**Given problem 1:** Which people are credited with recommendations in the recommended-reading list, and what job title does the list give each of them?
**Given problem 2:** Pick up the recommended-reading list for the week ending March 14, 2015 where it stops, and keep writing it.

**Given passage:**
Recommended from Around the Web (Week Ending March 14, 2015)
Exit Interview: Mathew Ingram
Mathew Ingram, the media critic of GigaOm, does his exit interview with the Columbia Journalism Review after GigaOm suddenly folds.
—Jason Pontin, editor in chief and publisher
Finding Out What the Past Smelled Like
An archaeologist has created a multisensory augmented-reality system to bring prehistoric settlements to life.
—Linda Lowenthal, copy chief
Venture Capital Has a Self-Dealing Problem
It’s surprisingly common – and ethically questionable – for venture funds to invest in their own partners’ side businesses
—Nanette Byrnes, senior editor, Business Reports
Disney’s $1 Billion Bet on a Magical Wristband
Disney World uses technology to reduce friction in its self-contained paradise. Could something like it work in the real world?
—Brian Bergstein, deputy editor
Exclusive: IBM Looking at Adopting Bitcoin Technology for Major Currencies
A “source familiar with the matter” tells Reuters that IBM is adopting something like Bitcoin’s blockchain to create a digital system for exchanging major currencies.

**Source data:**
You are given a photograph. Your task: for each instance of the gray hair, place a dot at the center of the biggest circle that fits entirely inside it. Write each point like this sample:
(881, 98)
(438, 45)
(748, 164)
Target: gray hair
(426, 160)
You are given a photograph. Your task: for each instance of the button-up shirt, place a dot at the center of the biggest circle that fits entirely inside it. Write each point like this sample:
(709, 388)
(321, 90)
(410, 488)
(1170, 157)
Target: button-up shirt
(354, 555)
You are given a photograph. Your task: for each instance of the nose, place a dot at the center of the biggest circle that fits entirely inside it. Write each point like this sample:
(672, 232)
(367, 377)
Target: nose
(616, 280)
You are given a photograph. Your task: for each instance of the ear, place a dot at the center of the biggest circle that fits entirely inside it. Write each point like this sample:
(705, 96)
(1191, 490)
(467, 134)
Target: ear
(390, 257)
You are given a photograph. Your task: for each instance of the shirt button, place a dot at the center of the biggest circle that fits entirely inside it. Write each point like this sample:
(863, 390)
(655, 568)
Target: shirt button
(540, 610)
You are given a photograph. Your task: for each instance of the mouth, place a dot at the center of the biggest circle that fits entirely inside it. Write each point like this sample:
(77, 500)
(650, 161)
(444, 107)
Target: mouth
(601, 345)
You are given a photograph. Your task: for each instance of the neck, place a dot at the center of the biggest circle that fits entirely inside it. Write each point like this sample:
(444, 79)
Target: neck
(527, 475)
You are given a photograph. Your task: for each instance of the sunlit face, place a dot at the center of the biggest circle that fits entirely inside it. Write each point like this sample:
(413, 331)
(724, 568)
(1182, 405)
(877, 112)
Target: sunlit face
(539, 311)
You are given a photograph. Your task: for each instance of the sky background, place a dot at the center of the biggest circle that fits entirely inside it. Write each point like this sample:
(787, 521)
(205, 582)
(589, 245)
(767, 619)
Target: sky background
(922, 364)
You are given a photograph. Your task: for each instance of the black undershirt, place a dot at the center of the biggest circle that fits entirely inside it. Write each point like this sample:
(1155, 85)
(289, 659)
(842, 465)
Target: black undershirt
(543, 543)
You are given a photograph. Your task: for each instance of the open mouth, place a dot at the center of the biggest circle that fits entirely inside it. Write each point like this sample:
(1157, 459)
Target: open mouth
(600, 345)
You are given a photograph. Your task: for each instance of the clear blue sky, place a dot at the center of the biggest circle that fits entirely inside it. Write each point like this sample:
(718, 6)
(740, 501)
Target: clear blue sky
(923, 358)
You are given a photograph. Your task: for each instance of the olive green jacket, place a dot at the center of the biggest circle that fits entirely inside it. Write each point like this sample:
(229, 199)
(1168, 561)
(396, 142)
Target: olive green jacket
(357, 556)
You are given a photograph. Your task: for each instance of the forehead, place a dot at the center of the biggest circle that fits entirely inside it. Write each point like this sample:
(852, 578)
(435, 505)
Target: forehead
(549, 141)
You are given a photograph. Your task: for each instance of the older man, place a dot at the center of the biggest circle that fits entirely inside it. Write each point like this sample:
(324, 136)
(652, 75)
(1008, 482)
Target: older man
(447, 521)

**Result 1:**
- Jason Pontin: editor in chief and publisher
- Linda Lowenthal: copy chief
- Nanette Byrnes: senior editor, Business Reports
- Brian Bergstein: deputy editor

**Result 2:**
—Mike Orcutt, research editor
Philip K. Dick Was Right: We Are Becoming Androids
An interesting essay about our relationship with technology.
—Will Knight, news and analysis editor
A Glimpse at How the Apple Watch is Made
A product designer finds clues to Apple’s manufacturing methods in a recent promotional video.
—Will Knight
Fatal Encounters
This ambitious crowdsourcing project seeks to build a searchable and comprehensive database of people killed by law enforcement officers. The interactive can filter deaths by race, year, and cause.
—Kyanna Sutton, senior Web producer
Finger-Mounted Reading Device for the Blind
MIT has developed a device that guides a blind user’s finger along a line of text and reads the words aloud.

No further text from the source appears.